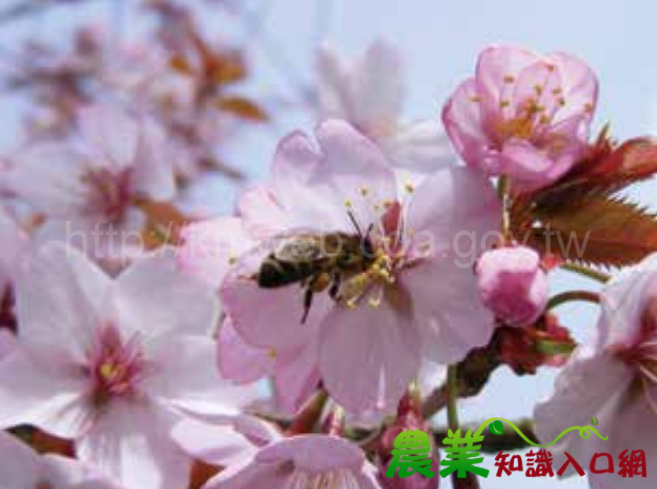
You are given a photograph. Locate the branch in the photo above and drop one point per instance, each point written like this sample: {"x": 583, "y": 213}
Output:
{"x": 508, "y": 441}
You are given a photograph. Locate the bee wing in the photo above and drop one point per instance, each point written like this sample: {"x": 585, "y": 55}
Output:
{"x": 292, "y": 245}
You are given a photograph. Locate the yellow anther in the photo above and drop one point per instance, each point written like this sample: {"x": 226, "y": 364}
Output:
{"x": 108, "y": 370}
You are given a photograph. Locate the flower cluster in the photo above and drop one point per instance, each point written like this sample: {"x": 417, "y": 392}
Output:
{"x": 135, "y": 334}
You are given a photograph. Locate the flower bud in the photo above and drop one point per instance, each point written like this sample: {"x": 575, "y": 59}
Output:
{"x": 409, "y": 418}
{"x": 513, "y": 285}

What is being asked — Reproduce all of the items above word for word, including every output line, but omit the picture.

Completed exercise —
You are given a photograph. Locate the branch in the photo above and drop one point per instance, each point written like this sample: {"x": 583, "y": 213}
Output:
{"x": 508, "y": 441}
You are given a photograph. Locate the bee wing in the photo above and drop one point per instance, each point written like this sample: {"x": 585, "y": 55}
Output:
{"x": 292, "y": 245}
You are given a photograph. Locate the yellow anther in the photo above and drop one point per instance, each point written like this sample: {"x": 226, "y": 364}
Output:
{"x": 108, "y": 370}
You are given a photograph. Locate the flower cluster in the photo above and drop one point per instance, each point written like this sample: {"x": 417, "y": 392}
Output:
{"x": 135, "y": 334}
You are given a photograph. Locate the flower bud in the photo above and drop one point per instance, each point written like this sample: {"x": 575, "y": 59}
Output:
{"x": 409, "y": 418}
{"x": 513, "y": 285}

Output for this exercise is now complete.